**Raw records**
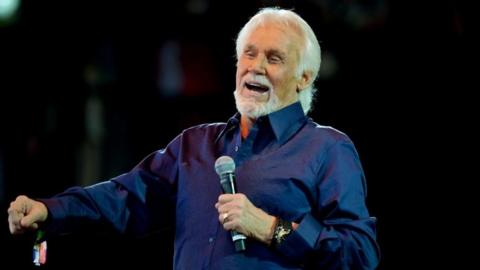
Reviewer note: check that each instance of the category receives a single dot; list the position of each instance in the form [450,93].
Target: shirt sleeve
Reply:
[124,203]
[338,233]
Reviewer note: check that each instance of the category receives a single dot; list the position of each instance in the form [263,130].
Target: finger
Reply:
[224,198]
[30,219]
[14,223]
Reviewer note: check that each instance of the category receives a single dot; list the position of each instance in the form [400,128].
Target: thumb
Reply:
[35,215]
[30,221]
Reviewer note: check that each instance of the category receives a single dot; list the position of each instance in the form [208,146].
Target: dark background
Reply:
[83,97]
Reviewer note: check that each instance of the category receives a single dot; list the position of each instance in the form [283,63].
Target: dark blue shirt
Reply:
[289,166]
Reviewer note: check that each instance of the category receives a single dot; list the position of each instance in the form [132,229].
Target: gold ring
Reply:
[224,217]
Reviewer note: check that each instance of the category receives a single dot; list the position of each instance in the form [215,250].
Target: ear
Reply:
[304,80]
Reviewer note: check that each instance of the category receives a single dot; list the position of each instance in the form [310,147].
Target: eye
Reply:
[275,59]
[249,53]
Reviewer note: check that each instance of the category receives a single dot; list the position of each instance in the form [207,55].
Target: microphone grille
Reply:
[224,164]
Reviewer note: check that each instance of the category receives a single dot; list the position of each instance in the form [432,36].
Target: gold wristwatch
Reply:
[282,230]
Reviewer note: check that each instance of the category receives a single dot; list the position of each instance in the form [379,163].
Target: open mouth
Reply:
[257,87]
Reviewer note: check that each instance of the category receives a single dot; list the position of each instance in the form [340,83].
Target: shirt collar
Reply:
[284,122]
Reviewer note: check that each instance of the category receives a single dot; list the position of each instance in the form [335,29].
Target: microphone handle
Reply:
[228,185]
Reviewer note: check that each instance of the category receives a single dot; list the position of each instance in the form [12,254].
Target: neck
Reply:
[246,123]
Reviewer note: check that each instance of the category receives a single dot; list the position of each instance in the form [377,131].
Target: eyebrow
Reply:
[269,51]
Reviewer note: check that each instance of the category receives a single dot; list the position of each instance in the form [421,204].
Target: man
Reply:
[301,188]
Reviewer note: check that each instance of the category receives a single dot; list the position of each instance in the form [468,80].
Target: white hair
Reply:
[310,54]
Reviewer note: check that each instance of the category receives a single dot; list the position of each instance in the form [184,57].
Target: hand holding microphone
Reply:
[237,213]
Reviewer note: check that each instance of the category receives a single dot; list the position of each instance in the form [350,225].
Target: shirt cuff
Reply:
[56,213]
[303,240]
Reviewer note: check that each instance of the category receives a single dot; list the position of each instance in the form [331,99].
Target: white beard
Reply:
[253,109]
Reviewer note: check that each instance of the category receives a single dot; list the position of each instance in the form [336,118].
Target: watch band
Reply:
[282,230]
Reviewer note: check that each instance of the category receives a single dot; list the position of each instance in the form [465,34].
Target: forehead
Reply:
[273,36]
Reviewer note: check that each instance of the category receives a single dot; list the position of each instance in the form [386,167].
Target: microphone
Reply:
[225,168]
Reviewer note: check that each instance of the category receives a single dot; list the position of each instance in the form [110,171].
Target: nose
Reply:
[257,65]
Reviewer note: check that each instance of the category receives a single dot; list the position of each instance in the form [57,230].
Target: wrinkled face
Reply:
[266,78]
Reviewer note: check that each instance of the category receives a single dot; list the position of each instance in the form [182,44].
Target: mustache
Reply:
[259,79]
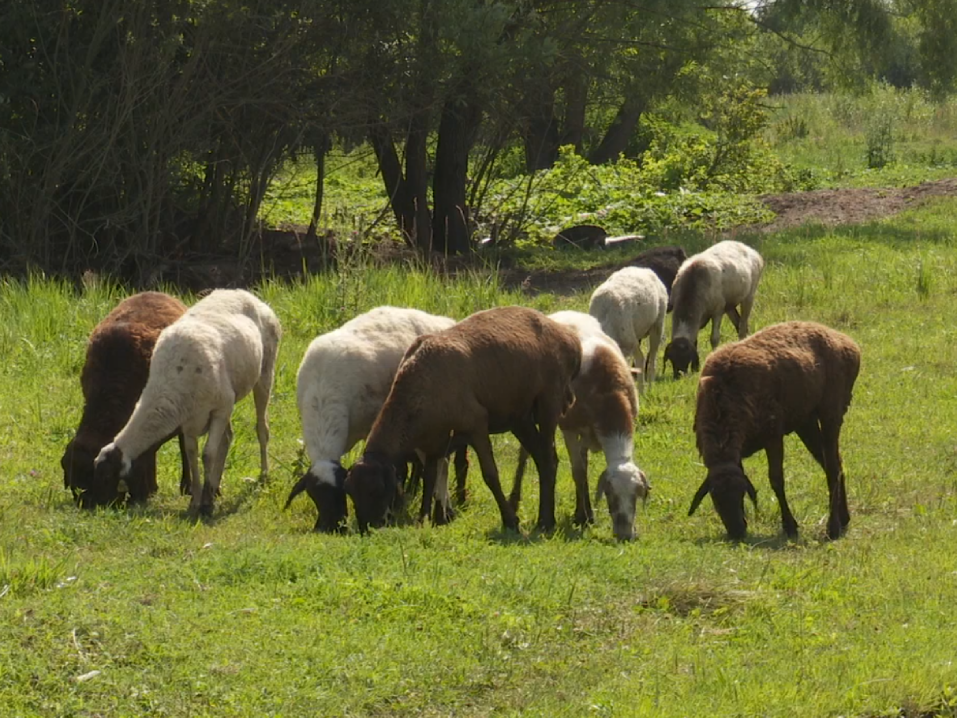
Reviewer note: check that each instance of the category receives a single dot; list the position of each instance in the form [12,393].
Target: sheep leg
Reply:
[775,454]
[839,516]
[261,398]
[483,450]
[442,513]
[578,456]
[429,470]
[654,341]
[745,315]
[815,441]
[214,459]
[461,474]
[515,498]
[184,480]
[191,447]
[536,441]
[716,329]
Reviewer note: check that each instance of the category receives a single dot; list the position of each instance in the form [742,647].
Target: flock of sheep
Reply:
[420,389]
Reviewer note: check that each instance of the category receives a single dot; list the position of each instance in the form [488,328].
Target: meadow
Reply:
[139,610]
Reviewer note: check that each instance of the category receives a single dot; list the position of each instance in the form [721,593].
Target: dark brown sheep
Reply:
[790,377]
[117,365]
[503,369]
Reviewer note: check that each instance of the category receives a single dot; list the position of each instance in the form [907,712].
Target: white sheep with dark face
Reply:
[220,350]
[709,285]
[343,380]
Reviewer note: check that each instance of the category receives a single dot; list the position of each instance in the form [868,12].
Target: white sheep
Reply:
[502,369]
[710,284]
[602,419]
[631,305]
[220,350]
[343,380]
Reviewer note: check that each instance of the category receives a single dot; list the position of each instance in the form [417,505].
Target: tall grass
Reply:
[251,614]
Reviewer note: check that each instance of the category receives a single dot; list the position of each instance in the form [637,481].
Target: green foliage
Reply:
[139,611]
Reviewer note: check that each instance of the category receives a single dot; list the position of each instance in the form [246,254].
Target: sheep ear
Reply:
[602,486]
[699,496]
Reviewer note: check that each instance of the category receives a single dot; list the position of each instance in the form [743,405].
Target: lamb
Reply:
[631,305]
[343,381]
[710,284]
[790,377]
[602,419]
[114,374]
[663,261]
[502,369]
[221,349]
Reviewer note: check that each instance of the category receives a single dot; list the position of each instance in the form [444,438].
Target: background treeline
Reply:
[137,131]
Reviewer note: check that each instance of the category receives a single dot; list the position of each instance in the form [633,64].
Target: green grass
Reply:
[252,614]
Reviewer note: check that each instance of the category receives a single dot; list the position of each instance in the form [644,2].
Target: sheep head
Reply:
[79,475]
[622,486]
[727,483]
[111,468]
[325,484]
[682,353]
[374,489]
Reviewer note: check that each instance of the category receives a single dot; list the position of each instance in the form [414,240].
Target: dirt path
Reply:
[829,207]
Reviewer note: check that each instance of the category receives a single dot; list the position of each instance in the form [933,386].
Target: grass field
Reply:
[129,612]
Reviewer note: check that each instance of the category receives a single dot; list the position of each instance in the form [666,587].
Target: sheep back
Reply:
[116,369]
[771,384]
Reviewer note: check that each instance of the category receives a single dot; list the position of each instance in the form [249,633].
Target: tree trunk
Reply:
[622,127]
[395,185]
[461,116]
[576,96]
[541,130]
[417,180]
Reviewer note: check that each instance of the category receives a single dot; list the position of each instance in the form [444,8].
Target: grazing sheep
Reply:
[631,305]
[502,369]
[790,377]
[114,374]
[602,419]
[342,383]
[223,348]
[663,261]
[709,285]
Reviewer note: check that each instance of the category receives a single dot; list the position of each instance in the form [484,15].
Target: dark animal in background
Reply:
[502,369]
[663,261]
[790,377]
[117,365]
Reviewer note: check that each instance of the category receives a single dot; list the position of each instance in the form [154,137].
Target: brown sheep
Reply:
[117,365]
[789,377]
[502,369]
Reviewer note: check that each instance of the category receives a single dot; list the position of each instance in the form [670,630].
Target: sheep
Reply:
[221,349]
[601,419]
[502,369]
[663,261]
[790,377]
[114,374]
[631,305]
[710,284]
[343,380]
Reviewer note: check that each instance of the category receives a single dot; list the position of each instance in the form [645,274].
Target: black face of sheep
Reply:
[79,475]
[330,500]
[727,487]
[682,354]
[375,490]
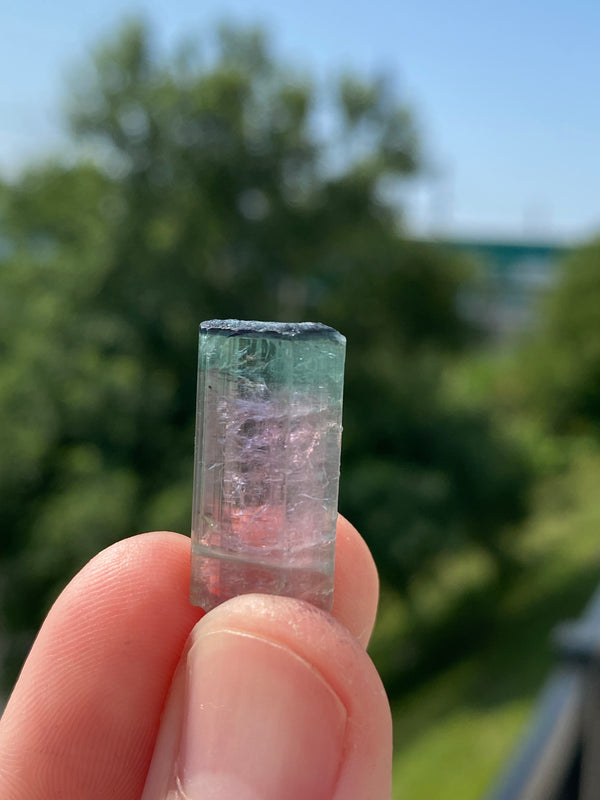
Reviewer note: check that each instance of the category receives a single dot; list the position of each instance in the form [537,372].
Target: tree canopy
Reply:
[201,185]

* * *

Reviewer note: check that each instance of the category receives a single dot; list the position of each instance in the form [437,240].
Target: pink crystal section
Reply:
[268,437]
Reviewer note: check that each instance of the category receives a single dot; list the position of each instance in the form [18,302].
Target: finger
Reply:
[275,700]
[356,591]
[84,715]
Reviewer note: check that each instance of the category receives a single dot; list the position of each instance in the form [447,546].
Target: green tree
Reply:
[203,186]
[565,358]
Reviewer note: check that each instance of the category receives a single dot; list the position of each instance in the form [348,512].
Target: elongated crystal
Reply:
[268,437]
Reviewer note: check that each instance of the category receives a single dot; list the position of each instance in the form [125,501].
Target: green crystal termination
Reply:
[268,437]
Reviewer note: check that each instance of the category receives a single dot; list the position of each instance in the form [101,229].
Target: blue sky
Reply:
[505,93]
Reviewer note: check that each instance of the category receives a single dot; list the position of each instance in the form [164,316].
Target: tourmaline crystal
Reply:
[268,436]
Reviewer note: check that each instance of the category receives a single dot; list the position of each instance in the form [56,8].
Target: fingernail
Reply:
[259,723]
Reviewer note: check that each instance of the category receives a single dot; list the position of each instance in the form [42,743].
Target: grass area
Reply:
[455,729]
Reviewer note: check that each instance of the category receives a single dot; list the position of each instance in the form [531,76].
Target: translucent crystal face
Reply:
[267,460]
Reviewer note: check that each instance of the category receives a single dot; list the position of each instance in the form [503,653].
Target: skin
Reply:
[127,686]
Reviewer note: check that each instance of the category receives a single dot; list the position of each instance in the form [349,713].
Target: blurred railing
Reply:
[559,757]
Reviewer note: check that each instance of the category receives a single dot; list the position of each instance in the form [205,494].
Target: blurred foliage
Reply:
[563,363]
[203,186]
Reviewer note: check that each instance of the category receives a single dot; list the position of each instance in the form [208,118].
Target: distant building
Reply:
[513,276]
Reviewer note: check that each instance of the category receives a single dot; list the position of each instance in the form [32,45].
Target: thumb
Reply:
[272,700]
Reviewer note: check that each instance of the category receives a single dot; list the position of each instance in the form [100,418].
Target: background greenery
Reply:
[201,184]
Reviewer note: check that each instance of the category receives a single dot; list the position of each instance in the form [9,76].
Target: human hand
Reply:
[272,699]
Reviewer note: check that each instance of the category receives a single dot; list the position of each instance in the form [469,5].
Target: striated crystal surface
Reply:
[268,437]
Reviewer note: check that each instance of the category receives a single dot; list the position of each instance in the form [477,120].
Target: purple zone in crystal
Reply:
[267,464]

**What this task involves**
Extract every line from both blocks that contains the word "foliage", and copy each one as it appears.

**Response below**
Target: green foliage
Target: blurred foliage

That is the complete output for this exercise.